| TEXT BLOCK |

** Start **

Common Shares Beneficially Owned by Sponsor (and its Permitted Transferees) and the Other Holders (and their Permitted Transferees) as a Percentage of Common Shares Beneficially Owned by Sponsor and the Other Holders on the Closing Date  

Number of

Sponsor

Directors

50% or greater   4
25% or greater   2

 

(c) Sellers Representation. Following the Closing, for so long as Sellers Beneficially Own Common Shares in PubCo representing at least the percentage, shown below, of the Common Shares held by Sellers immediately after the Closing, PubCo shall take all Necessary Action to include in the slate of nominees recommended by PubCo for appointment as directors at each applicable annual general meeting or extraordinary general meeting of PubCo at which directors are to be appointed including, for the avoidance of doubt, the Purchaser Special Meeting, a number of individuals designated by Sellers that, if appointed, will result in Sellers having a number of directors serving on the Board as shown below:

 

Common Shares Beneficially Owned by Sellers (and their Permitted Transferees) as a Percentage of Common Shares Beneficially Owned by Sellers on the Closing Date  

Number of

Sellers

Directors

50% or greater   7
25% or greater   4

 

 

 

 

(d) Independent Directors. From and after the initial slate of the Board is constituted pursuant to Section 2.1(a), PubCo shall take all Necessary Action to ensure that the Board consists of such number of Independent Directors so as to meet the independence requirements of NASDAQ or any other securities exchange on which the Equity Securities of PubCo are then listed.

 

(e) Removal; Vacancies. Sponsor or Sellers, as applicable, shall have the exclusive right to (i) remove their nominees from the Board, and PubCo shall take all Necessary Action to cause the removal of any such nominee at the request of the applicable Party and (ii) designate directors for appointment to the Board to fill vacancies created by reason of death, removal, resignation or otherwise of its nominees to the Board, and PubCo shall take all Necessary Action to nominate or cause the Board to appoint, as applicable, replacement directors designated by the applicable Party to fill any such vacancies created pursuant to clause (i) or (ii) above as promptly as practicable after such designation (and in any event prior to the next meeting or action of the Board or applicable committee).

 

(f) Decrease in Directors. Upon any decrease in the number of directors that Sponsor or Sellers, as applicable, is entitled to designate for nomination to the Board pursuant to Section 2.1(b) and Section 2.1(c), the Principal Parties, as applicable, shall take all Necessary Action to cause the appropriate number of Sponsor Directors or Sellers Directors, as applicable, to offer to tender their resignation at least sixty (60) days prior to the expected date of PubCo’s next annual general meeting of shareholders; provided, that, for the avoidance of doubt, such resignation may be made effective as of the last day of the term of such director. Notwithstanding the foregoing, the Nominating and Corporate Governance Committee may, in its sole discretion, recommend for nomination the director that has tendered his or her resignation pursuant to this Section 2.1(f).

** End **

| GIVEN PROBLEM A |
In the board nomination provisions, how far ahead of PubCo's next annual general meeting must the relevant directors offer to tender their resignation after a decrease in designation rights?
| GIVEN PROBLEM B |
Please continue the board nomination provisions, starting right after their final sentence.
The listing has no role in the work here.

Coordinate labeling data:
** Start **

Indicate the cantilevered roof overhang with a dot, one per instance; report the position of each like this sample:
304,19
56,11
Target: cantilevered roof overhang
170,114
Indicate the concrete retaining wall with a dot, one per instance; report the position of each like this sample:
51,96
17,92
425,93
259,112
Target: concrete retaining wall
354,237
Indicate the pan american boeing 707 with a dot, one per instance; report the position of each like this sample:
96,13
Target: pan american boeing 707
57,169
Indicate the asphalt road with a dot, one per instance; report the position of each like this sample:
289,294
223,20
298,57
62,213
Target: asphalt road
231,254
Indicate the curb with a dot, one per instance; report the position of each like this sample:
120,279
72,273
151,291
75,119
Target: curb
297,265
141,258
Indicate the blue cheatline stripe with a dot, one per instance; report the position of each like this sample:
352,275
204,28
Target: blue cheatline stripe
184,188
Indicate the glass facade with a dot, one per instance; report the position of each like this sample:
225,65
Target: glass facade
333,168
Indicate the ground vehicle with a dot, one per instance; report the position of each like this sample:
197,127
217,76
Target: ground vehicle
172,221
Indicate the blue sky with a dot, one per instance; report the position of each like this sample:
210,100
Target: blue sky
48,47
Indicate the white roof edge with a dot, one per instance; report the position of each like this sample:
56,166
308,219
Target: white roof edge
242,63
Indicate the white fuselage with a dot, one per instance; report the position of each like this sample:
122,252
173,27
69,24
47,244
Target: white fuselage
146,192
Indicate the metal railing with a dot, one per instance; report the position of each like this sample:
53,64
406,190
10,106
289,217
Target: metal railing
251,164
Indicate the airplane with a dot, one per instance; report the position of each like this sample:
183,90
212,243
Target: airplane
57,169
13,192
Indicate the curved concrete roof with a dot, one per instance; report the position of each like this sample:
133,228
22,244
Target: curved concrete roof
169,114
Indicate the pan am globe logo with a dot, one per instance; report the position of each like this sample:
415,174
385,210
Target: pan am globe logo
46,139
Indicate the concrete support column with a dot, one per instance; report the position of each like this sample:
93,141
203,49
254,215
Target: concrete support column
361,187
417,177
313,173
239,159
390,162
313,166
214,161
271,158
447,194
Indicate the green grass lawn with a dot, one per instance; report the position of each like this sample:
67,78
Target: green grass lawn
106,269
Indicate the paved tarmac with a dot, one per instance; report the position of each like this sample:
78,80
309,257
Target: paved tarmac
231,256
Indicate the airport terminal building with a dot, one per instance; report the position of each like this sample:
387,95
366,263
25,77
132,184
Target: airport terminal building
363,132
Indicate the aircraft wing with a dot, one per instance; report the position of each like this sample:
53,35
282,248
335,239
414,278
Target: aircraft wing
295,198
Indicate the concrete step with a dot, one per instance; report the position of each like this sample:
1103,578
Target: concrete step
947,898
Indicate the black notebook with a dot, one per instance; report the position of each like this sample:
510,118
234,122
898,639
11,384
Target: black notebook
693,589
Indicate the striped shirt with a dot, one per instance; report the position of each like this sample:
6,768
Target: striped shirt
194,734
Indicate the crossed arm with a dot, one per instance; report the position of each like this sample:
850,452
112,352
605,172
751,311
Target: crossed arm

** End **

| FINAL RESULT A |
At least sixty (60) days prior to the expected date of PubCo's next annual general meeting of shareholders.

| FINAL RESULT B |
Section 2.2 Committees. In accordance with PubCo’s Organizational Documents, as of the Closing, (i) the Board shall establish and maintain committees of the Board for (x) Audit, (y) Compensation and (z) Nominating and Corporate Governance, and (ii) the Board may from time to time by resolution establish and maintain other committees of the Board, in accordance with applicable Laws and stock exchange regulations, and subject to requisite independence requirements applicable to such committee.1

 

Section 2.3 Compensation, Reimbursement of Expenses. Each Sponsor Director and Sellers Director appointed or duly elected to the Board shall be entitled to compensation consistent with the compensation received by other directors, including any fees and equity awards. PubCo shall reimburse the directors for all reasonable out-of-pocket expenses incurred in connection with their attendance at meetings of the Board and any committees thereof, including travel, lodging and meal expenses, on presentation of the receipts corresponding to these expenses.

 

 

1 NTD: Confirm which of the directors will be independent directors under Nasdaq rules.

 

 

 

 

Section 2.4 Indemnification. PubCo shall provide the Sponsor Directors and the Sellers Directors with the same expense reimbursement, benefits, indemnity, exculpation and other arrangements provided to the other directors of PubCo and PubCo shall not amend, alter or repeal any right to indemnification or exculpation covering or benefiting any Sponsor Director or Sellers Director nominated pursuant to this Investor Rights Agreement as and to the extent consistent with applicable Law, the Organizational Documents of PubCo and any indemnification agreements with directors (whether such right is contained in the Organizational Documents or another document) (except to the extent such amendment or alteration permits PubCo to provide broader indemnification or exculpation rights on a retroactive basis than permitted prior thereto).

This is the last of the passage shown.